WHAT TO DO
Can you write out the lines again, starting with the line that contains "# test: locate() drops one marker on the concrete" and going on through the last line, switching "concrete step" to "stone ledge" and leaving everything else unchanged?

Start of GIVEN ENTRIES

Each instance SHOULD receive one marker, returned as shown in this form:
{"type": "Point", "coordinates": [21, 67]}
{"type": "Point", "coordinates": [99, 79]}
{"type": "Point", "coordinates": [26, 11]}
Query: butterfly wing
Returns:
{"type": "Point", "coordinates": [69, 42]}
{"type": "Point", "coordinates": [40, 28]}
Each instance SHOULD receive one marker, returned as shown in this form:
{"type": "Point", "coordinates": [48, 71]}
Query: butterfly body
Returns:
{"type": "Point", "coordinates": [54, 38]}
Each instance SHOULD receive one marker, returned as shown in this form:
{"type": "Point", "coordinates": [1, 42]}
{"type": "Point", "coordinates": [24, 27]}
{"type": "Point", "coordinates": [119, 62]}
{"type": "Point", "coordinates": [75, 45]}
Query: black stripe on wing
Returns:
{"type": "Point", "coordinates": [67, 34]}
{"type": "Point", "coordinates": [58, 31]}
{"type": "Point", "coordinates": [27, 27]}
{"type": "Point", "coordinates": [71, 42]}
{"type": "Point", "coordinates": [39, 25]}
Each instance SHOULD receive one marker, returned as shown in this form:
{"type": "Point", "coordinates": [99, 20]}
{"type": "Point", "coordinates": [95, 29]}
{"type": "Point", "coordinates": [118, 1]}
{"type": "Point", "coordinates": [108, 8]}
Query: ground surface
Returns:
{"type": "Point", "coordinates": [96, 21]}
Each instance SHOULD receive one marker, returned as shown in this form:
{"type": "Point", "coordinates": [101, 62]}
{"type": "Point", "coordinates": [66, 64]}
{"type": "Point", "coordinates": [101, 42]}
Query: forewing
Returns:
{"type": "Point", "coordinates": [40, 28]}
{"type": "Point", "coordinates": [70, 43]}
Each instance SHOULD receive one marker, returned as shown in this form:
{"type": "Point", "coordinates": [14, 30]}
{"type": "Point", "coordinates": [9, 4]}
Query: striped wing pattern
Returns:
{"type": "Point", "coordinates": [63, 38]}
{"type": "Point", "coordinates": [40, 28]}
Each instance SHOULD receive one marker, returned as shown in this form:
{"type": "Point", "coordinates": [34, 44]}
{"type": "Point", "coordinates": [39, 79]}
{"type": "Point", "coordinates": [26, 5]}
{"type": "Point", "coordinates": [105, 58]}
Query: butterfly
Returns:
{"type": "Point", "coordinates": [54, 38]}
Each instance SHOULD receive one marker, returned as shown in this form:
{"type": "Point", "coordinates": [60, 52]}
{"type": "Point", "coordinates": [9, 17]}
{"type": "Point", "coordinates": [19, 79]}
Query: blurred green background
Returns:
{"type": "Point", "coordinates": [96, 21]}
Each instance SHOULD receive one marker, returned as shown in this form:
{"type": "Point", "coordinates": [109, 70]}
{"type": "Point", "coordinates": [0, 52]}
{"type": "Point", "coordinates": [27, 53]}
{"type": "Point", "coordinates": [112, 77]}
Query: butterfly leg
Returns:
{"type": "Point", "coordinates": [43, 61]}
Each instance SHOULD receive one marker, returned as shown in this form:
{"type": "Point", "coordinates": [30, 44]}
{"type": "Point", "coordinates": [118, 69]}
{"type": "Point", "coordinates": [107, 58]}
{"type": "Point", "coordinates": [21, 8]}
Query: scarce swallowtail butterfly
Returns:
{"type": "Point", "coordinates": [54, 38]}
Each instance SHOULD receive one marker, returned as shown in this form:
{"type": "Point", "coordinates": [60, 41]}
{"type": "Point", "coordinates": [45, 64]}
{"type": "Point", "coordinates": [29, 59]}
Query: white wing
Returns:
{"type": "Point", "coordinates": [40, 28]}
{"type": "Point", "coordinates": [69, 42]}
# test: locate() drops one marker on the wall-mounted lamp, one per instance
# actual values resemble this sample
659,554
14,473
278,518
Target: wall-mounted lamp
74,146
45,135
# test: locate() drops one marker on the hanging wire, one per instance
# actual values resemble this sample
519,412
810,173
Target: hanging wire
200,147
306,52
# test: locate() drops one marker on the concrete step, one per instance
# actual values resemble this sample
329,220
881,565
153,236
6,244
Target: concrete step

End of GIVEN ENTRIES

OUTPUT FOR THIS TASK
# test: locate() drops one marker on the stone ledge, one per instance
# actual values resemble this sample
329,220
881,565
153,236
6,244
Target: stone ledge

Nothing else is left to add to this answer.